*Exercise prompt*
Repeat exactly, and only, the lines from the line containing "Consider the photo above. Spot each instance of the cart" through the last line of the records below, including both.

*Provided information*
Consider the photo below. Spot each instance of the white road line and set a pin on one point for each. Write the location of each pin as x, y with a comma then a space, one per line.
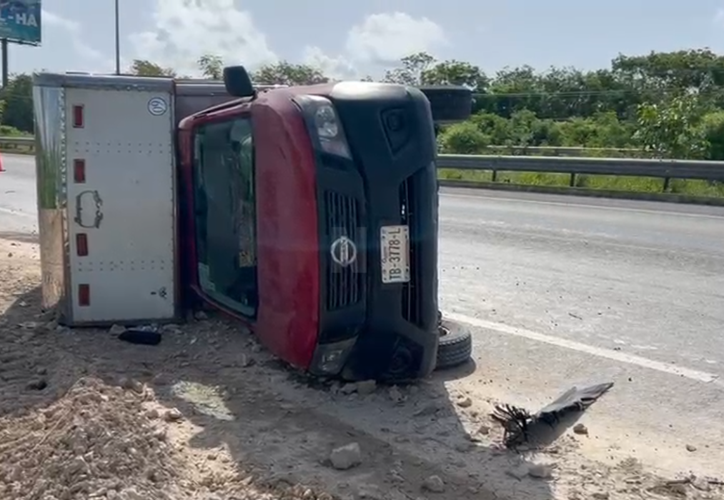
601, 352
582, 205
17, 212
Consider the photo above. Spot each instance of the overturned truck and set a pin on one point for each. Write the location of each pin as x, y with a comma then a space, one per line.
307, 213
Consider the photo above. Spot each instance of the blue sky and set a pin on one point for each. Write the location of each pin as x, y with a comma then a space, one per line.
364, 36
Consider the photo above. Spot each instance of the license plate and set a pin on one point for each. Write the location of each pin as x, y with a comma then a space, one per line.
395, 254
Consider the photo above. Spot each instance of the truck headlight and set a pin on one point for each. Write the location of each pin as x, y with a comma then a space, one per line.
327, 128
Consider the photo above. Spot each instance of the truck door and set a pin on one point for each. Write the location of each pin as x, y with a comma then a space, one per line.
225, 212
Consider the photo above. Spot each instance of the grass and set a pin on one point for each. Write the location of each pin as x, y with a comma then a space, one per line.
695, 188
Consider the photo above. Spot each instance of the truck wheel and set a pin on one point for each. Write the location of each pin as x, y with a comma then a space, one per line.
448, 103
455, 346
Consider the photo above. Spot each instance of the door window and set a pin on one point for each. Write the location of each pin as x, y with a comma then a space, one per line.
225, 213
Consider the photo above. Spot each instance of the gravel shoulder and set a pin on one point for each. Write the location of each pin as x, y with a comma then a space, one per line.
208, 414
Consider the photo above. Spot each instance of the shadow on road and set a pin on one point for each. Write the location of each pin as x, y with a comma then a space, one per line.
276, 427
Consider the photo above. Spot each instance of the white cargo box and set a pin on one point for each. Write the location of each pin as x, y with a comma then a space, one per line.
106, 178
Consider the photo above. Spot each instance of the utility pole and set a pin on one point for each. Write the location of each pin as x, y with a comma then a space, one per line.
4, 47
118, 40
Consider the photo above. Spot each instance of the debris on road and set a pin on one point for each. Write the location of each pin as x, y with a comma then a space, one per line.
518, 423
346, 457
580, 429
206, 415
144, 335
434, 484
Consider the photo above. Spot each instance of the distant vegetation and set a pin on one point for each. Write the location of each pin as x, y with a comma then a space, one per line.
667, 105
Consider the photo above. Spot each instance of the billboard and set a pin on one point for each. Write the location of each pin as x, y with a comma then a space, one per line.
20, 21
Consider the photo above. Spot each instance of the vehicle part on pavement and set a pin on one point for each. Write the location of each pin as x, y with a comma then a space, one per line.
455, 346
519, 424
449, 104
141, 336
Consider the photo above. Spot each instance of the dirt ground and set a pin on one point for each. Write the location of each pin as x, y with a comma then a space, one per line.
208, 414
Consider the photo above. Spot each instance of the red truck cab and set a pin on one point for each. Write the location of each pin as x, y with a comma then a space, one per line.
311, 215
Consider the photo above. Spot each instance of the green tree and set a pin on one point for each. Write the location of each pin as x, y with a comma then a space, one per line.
454, 72
673, 129
212, 67
463, 138
142, 67
18, 98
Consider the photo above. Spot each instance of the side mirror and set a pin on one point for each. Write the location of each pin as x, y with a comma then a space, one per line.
237, 82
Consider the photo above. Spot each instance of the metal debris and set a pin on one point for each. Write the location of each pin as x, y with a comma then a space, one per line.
518, 422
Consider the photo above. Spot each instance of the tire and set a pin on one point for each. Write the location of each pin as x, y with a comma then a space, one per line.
449, 104
455, 346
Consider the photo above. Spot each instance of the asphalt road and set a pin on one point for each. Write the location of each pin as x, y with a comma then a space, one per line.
18, 212
564, 290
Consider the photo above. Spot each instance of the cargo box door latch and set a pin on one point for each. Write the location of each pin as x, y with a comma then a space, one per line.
88, 209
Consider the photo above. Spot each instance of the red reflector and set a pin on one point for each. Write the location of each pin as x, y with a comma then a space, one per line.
83, 295
81, 244
79, 171
78, 116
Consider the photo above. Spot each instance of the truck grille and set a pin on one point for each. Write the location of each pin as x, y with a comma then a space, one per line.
411, 298
343, 283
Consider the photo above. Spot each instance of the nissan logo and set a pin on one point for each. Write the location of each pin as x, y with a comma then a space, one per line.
343, 251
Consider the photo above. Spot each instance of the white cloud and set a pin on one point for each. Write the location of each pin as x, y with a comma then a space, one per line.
719, 16
184, 30
74, 31
337, 68
387, 37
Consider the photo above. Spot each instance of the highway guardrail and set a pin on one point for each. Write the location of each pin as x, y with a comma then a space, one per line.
573, 166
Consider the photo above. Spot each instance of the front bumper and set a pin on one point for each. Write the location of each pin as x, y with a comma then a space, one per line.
370, 329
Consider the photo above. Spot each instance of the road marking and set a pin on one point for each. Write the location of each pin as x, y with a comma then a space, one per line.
585, 205
10, 211
699, 376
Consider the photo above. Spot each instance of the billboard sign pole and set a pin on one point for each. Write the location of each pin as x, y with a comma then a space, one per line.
19, 23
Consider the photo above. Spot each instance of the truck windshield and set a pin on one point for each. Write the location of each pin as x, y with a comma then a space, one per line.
225, 214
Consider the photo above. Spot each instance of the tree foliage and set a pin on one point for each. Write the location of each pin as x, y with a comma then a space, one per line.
670, 104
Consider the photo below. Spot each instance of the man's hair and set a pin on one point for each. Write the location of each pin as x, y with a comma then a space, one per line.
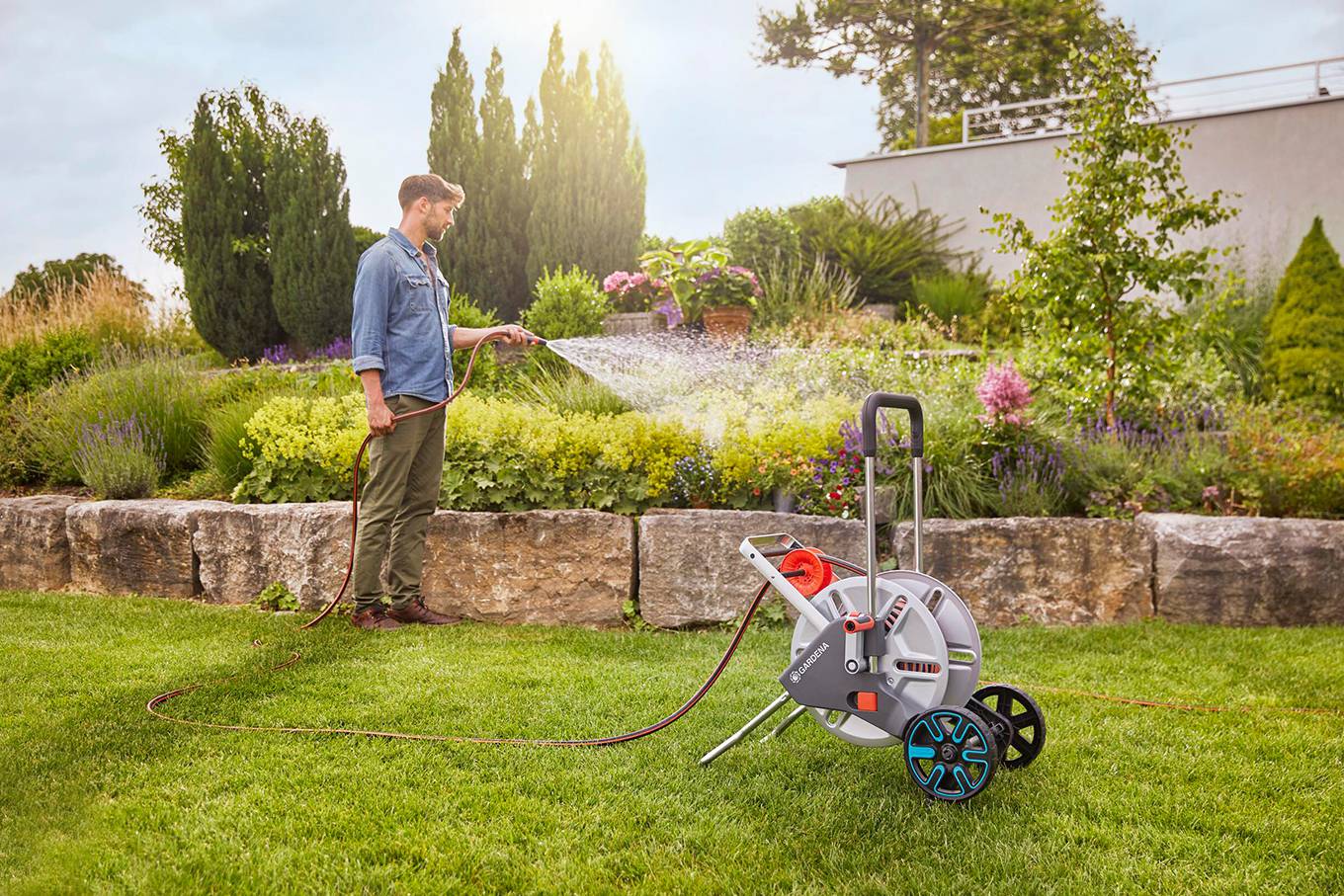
432, 187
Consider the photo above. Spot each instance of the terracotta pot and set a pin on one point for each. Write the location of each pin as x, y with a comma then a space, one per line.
633, 324
727, 323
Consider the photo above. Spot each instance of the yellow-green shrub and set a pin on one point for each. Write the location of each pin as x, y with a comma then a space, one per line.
302, 448
761, 450
512, 457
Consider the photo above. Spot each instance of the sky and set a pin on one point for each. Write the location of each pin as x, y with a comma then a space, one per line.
86, 86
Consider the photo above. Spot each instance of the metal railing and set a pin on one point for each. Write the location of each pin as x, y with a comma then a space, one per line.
1231, 92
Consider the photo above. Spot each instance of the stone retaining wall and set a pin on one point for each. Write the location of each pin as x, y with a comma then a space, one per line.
581, 567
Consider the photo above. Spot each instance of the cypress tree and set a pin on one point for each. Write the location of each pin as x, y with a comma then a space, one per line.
545, 224
1303, 350
586, 175
501, 205
312, 246
623, 171
223, 226
455, 155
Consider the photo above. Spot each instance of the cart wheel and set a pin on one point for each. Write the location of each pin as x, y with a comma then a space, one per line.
1026, 717
951, 753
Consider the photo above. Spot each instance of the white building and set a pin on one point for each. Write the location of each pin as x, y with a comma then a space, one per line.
1276, 136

*Answer to this exercise*
Consider the photo above. Spot each instance of the cart wheel and set a pin on one point for each. Write the location of each pin as x, y with a comma then a space, one per line.
1026, 717
951, 753
Consider the photo above. Spot each instance of the white building and set a pin on one point for each. Write the location of each pin as x, y with a comma then a space, one per line.
1276, 136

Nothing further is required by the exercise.